Selection:
***

You need a good 12 volt supply to the ignition coil. Without any voltage drop from the battery to the coil when it's under load. The load should be about four amps.. A car headlight bulb would be enough load to test the 12 power supply to the coil.

The ignition unit shorts the coil's negative terminal to earth for a few milliseconds before it wants a spark, then disconnects the coil from earth at the instant it want's a spark. The ignition unit also controls the ignition timing, and in that bike it has a wire coming from the gear change indicator unit to the ignition unit which they say to check for no spark situations. (I see you do get a spark now if the spark plug lead's cap is off..  That's good. ).

The ignition unit has to have a good earth so it can earth the coil properly. The unit's earth needs checking for voltage drop under load. A car headlight in the place of the coil will be a good load.

Since you do in fact have a spark though, I'd suggest you leave the spark plugs cap off and use a split pin or a bit of bent wire poked down the end of the HT lead and connected to the spark plug, to check for spark and try to start it. It's possible you are using a resistor plug and a resistor cap, and possibly a resistor lead on the coil..  Each of which makes the spark just a little thinner..

We seem to be on the same page with our troubleshooting. However, I'm still under "admin review" for each post so it may be a few hours before you see this and my previous 2 posts.

I will try connecting a headlight bulb in place of the coil and see what the result is.

I actually have connected a wire between the capless coil and the spark plug. The spark was intermittent and weak (had to turn off all the lights in the garage to see it). I didn't try starting the quad that way, just had the plug against the block. Also of note, in order to see that spark I had to decrease the plug gap to .4mm. When set to factory speck of .6-.7mm I do not get a spark.

The plug I have is a resistor plug, so I'm very curious if you are onto something. The plug itself has about 6 ohms, the boot had about 5. combined they had about 11 ohms. I'll have to look into finding a non-resistor plug.

The ignition unit has me completely stumped when trying to test following the information in the manual. If I'm understanding the chart correctly, one side of the diagonal line is for the positive lead, the other is for the negative lead.  When testing this way, I don't get anywhere near the same results in the manual. Am I misunderstanding the chart?

Posted

Yeah that's right. Some of the figures are ohms, some are Kilo-ohms, and some and Mega-ohms. You have to have the test leads the right way around. At the top left of the chart it shows + / -.

If your coil has a low ohms reading though(which it has) then it will be drawing a bigger than standard current and will be straining the current flow.

***

Dataset content:

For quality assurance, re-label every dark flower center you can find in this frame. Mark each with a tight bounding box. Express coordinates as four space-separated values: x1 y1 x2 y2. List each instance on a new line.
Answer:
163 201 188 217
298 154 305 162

***

In the ignition thread, what plug gap did the poster set to see a spark? The data is separate material from the ignition thread.

.4mm